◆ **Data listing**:
####
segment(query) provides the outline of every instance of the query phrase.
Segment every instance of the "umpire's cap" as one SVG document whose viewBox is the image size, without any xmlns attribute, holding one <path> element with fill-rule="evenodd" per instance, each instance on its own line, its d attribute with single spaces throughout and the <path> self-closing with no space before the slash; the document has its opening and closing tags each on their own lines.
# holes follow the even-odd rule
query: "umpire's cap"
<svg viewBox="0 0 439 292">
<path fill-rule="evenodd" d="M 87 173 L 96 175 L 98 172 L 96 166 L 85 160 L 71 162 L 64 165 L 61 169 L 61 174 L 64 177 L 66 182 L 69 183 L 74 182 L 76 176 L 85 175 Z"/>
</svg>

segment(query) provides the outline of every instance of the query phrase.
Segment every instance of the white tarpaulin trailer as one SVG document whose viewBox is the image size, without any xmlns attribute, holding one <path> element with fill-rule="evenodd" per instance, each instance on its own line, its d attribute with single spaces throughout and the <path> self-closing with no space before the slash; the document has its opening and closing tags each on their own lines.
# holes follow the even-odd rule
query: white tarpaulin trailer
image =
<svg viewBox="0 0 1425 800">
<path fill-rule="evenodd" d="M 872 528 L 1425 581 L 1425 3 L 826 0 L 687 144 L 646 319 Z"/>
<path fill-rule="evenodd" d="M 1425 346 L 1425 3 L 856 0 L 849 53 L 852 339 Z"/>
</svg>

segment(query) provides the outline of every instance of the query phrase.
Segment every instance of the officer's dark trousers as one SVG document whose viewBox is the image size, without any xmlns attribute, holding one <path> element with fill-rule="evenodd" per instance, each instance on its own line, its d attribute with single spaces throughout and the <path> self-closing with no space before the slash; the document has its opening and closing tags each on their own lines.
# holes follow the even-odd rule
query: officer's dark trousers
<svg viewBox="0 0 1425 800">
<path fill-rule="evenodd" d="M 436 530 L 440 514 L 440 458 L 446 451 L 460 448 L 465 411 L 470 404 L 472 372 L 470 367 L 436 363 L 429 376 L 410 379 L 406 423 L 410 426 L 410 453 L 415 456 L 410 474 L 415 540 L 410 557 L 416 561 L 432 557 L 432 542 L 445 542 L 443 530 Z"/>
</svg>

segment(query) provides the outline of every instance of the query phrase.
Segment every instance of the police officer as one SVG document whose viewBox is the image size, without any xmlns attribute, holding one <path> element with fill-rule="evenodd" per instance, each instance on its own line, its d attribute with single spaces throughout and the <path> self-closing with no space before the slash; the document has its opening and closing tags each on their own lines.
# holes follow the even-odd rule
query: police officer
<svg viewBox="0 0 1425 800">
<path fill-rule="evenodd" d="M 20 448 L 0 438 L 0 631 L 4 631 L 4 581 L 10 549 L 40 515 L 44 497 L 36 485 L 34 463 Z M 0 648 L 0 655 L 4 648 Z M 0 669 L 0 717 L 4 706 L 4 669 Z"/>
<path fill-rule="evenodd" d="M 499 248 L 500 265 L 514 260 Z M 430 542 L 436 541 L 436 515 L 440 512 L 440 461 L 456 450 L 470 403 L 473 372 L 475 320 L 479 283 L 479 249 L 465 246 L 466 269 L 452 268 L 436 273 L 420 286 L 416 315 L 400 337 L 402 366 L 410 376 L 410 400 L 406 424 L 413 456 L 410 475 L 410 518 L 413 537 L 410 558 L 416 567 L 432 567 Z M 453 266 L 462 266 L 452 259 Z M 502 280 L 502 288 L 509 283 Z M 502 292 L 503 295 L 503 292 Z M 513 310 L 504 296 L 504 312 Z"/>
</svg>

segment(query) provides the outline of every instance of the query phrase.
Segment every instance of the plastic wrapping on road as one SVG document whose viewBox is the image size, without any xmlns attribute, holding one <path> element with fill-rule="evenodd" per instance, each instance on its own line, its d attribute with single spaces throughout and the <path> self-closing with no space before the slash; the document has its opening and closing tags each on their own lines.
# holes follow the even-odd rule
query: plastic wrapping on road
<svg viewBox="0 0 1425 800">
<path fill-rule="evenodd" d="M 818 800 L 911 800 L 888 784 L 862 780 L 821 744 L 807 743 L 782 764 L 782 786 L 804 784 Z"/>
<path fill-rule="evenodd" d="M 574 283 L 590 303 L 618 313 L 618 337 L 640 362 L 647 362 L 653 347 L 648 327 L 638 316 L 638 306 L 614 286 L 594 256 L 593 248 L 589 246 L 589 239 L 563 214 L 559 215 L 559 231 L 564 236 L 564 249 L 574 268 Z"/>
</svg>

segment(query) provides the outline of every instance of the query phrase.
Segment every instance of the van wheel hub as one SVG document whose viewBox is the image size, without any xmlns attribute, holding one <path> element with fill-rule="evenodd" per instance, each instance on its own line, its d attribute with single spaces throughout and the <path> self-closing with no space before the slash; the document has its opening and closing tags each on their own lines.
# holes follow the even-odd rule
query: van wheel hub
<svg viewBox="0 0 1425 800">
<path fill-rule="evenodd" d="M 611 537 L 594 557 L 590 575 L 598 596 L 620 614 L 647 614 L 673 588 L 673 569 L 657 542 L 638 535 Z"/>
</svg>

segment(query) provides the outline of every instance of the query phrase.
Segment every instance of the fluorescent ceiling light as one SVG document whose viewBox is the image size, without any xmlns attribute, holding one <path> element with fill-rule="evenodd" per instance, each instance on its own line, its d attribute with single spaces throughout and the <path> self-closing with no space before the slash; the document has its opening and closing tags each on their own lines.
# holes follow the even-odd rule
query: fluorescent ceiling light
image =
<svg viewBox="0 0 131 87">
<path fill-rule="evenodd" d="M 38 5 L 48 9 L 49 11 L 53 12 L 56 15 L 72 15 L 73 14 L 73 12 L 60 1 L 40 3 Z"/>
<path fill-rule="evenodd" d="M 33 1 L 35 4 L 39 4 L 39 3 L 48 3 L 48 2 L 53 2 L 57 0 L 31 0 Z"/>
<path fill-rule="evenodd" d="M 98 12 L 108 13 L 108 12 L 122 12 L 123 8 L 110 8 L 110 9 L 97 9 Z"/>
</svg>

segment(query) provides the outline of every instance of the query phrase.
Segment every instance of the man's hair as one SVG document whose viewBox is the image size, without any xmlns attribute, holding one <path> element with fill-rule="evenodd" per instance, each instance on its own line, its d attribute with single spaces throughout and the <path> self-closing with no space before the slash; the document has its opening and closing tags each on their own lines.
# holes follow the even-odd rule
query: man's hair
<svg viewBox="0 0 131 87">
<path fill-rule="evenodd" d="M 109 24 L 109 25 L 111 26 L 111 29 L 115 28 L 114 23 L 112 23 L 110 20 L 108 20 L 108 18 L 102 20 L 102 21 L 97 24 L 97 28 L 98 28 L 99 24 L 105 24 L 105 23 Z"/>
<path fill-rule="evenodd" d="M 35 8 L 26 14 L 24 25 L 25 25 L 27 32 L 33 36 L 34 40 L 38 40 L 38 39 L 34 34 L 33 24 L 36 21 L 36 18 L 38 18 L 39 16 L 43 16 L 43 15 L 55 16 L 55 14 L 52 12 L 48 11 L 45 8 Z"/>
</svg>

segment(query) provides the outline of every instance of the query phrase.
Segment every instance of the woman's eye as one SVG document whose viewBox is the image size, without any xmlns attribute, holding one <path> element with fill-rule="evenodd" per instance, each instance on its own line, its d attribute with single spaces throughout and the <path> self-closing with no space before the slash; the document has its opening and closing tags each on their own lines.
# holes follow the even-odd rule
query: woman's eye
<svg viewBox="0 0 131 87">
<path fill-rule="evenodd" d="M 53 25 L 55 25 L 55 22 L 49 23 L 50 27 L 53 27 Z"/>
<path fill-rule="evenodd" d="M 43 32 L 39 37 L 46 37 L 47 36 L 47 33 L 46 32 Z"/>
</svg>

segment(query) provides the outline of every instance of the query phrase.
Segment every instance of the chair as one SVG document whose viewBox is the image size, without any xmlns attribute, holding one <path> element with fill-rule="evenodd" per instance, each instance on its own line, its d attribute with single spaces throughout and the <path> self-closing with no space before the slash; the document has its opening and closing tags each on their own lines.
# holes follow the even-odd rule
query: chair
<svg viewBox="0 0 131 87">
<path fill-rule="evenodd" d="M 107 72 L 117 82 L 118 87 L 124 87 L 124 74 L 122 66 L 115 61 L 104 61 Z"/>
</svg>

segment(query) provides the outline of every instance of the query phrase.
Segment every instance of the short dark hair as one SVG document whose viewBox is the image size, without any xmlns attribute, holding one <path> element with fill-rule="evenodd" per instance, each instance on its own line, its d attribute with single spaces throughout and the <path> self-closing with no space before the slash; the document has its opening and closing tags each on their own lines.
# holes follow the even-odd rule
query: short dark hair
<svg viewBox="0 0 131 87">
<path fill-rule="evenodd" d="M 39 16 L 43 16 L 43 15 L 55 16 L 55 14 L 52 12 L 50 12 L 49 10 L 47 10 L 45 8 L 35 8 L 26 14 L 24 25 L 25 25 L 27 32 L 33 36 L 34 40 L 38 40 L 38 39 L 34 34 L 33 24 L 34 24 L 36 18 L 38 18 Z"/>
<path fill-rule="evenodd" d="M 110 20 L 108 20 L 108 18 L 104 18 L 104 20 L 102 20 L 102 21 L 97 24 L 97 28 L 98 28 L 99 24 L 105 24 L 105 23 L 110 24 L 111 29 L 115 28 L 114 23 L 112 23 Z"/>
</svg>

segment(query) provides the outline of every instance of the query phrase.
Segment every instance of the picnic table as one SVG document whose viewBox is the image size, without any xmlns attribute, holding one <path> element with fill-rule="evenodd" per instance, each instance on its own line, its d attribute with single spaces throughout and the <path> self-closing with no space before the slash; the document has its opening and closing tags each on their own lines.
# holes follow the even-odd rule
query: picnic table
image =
####
◆ **Work to be completed**: Gather every line of the records that contains the string "woman", and copy each one out. Case counts.

◆ **Output below**:
Segment every instance of the woman's eye as one SVG document whose viewBox is the image size, without any xmlns attribute, holding one <path> element with fill-rule="evenodd" per instance, each instance on its own line, its d attribute with single spaces throughout and the <path> self-closing with no space before the slash; the document has its opening and closing tags each on their own lines.
query: woman's eye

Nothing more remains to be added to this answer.